Supplied passage:
BEGIN

There definitely is an excitement when Matt and Ellie's names are mentioned and it's like, oh, that's today. So you're going to keep it going. Definitely.

Yeah. So which Democratic hopeful would be just the ticket as Joe Biden's running mate? Nicholas Thompson, editor in chief of Wired magazine, sizes up the field.

Thank you so much. Back then, before he had to wear a mask to leave his house, before protests convulsed the nation's cities, Joe Biden made a promise. There are a number of women who are qualified to be president tomorrow.

I would pick a woman to be my vice president. Now it's about time for Biden to make that pick. How important is Joe Biden's vice presidential pick? It's very important.

It's probably one of the most important things he'll do between now and election day. Alyssa Mastromonaco and Dan Pfeiffer are both known to listeners of Pod Save America. They're ready to debut a new podcast about the vice presidential pick called That's the Ticket. In 2004, Mastromonaco helped lead the search for a running mate for John Kerry. In 2008, she did the same for Barack Obama, a search that led to Joe Biden.

Dan Pfeiffer was a senior aide to Obama during his campaigns and in the White House. There are five moments that truly matter in any presidential campaign. The convention speech, the three debates, and the vice presidential selection. In this campaign, the convention could happen on Zoom.

END

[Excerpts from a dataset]
BEGIN

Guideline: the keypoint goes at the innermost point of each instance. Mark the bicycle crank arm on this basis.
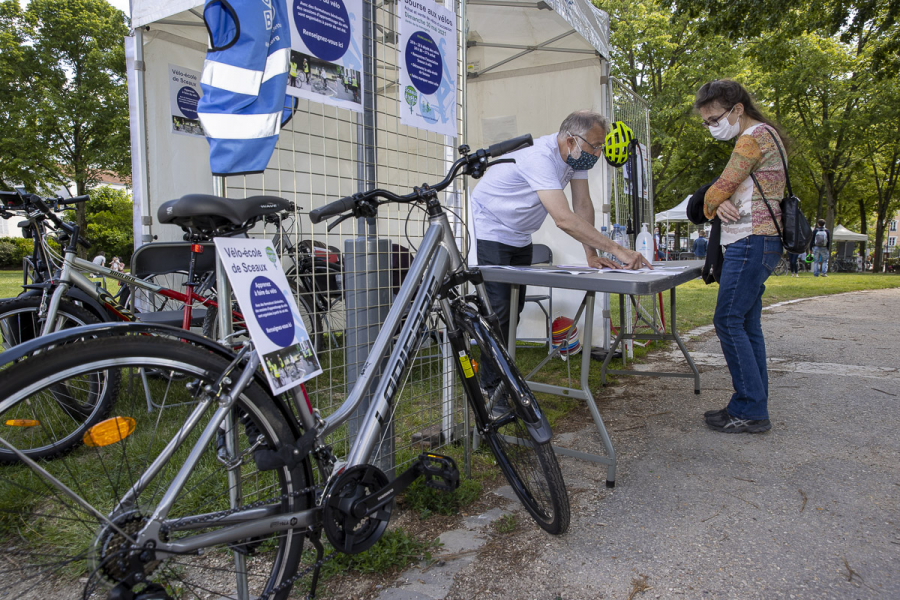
(440, 473)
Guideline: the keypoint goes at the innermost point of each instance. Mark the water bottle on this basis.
(644, 243)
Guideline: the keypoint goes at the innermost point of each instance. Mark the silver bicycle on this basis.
(216, 494)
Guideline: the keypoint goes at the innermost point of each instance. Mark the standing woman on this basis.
(750, 243)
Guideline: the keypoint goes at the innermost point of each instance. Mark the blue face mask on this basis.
(584, 162)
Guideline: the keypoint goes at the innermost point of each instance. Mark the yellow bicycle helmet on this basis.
(618, 141)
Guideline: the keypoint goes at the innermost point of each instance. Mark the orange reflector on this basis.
(109, 432)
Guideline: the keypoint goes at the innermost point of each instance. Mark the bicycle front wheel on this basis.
(530, 466)
(77, 532)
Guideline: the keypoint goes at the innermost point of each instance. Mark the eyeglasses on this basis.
(593, 147)
(715, 120)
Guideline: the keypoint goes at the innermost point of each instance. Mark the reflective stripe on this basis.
(244, 81)
(240, 127)
(278, 62)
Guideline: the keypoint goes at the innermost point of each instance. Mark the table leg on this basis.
(677, 338)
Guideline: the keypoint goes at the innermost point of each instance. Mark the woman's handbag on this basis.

END

List of tasks:
1 > Type out the stretch of the transcript on Biden's running mate from "Thank you so" through "be president tomorrow.".
2 > Put this sentence from the transcript on Biden's running mate into Spanish: "There are five moments that truly matter in any presidential campaign."
3 > According to the transcript on Biden's running mate, what is the name of the new podcast about the vice presidential pick?

Exercise responses:
1 >
Thank you so much. Back then, before he had to wear a mask to leave his house, before protests convulsed the nation's cities, Joe Biden made a promise. There are a number of women who are qualified to be president tomorrow.

2 > Hay cinco momentos que realmente importan en cualquier campaña presidencial.

3 > That's the Ticket